Thanks, Chris, great post.

I’ve noticed I feel differently about this team than others in the past. Maybe it’s because we’re coming off the worst year in 2 decades or maybe because it’s truly a new era with the head coach leading the way.

by primetime 07 on Apr 30, 2008 10:44 AM CDT reply reply   0 recs

I had mentioned those 70's and 80 years in a post awhile back.

Had any of you been around to “appreciate” our underachievers, we all knew that the franchise would turn back around to where we once were in the 60’s and early 70’s. I feel fortunate now to have lived long enough to have witnessed the thing full circle. I was old enough to watch the very first Super Bowl and hopefully the good Lord will allow me to see the Chiefs in their next one, hopefully sooner than later.

Believe in this team guys, thats what make this sport and this team so interesting every year now. I would argue with anyone, that there is no fair weather fans on this post, because of regardless of everyones opinion we are all passionate about one thing. Our Chiefs!

by Lanier63 on Apr 30, 2008 12:56 PM CDT to parent up reply reply   0 recs

Absolutely.

While I may not always like all the moves the Chiefs make (ie-this draft and not taking at least ONE more OL, lol), I do have faith that they are doing what they think is best for the team. Since I came to Kansas City I have found a passion for sports, and don’t see that fading anytime soon. I have the Mrs. and her family to thank for that… and their season tickets to Arrowhead probably didn’t hurt.

The first time I went to Arrowhead (2003) was an almost religious experience.

have you seen my baseball?

Set task:
Retype the stretch from "While I may" through "probably didn’t hurt." in the Chiefs fan comments above, word for word.

Provided records:

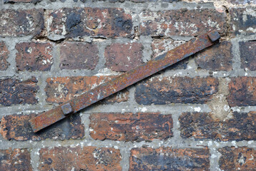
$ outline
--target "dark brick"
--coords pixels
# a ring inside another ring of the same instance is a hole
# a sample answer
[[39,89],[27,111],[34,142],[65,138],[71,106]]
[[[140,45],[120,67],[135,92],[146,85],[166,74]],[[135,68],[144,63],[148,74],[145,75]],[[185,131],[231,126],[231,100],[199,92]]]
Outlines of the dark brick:
[[34,133],[29,120],[36,114],[6,115],[1,118],[0,133],[8,140],[34,140],[46,139],[69,140],[83,138],[84,127],[79,115],[74,114]]
[[143,46],[141,43],[112,43],[105,48],[105,66],[114,71],[127,71],[141,65]]
[[90,135],[95,140],[143,141],[172,137],[171,115],[95,113],[90,116]]
[[256,78],[232,78],[227,100],[231,107],[256,105]]
[[19,71],[49,71],[52,59],[52,45],[49,43],[20,43],[15,46],[16,63]]
[[123,37],[129,36],[132,30],[132,16],[122,9],[64,8],[49,11],[47,19],[48,35],[67,38]]
[[99,61],[99,50],[96,44],[64,43],[59,47],[61,69],[95,68]]
[[6,70],[10,65],[6,59],[10,52],[8,51],[6,45],[4,42],[0,42],[0,71]]
[[0,150],[0,170],[32,171],[29,152],[26,149]]
[[241,68],[256,71],[256,41],[239,42]]
[[233,56],[232,43],[222,41],[195,56],[195,63],[202,69],[210,71],[232,71]]
[[224,34],[227,30],[226,14],[221,9],[147,10],[140,16],[140,33],[145,36],[197,36],[213,29]]
[[189,77],[152,78],[136,87],[135,100],[140,105],[206,103],[217,90],[216,78]]
[[0,11],[0,36],[39,35],[44,26],[42,9]]
[[214,113],[184,113],[179,118],[184,138],[222,141],[256,140],[256,112],[234,112],[232,118],[215,120]]
[[256,150],[247,147],[225,147],[219,149],[222,154],[219,165],[225,171],[253,171],[256,168]]
[[121,154],[111,147],[60,147],[40,150],[39,170],[122,170]]
[[210,170],[207,148],[133,148],[129,170]]
[[11,105],[37,103],[36,93],[39,86],[36,83],[37,80],[34,77],[24,81],[14,78],[0,80],[0,104]]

Expected answer:
While I may not always like all the moves the Chiefs make (ie-this draft and not taking at least ONE more OL, lol), I do have faith that they are doing what they think is best for the team. Since I came to Kansas City I have found a passion for sports, and don’t see that fading anytime soon. I have the Mrs. and her family to thank for that… and their season tickets to Arrowhead probably didn’t hurt.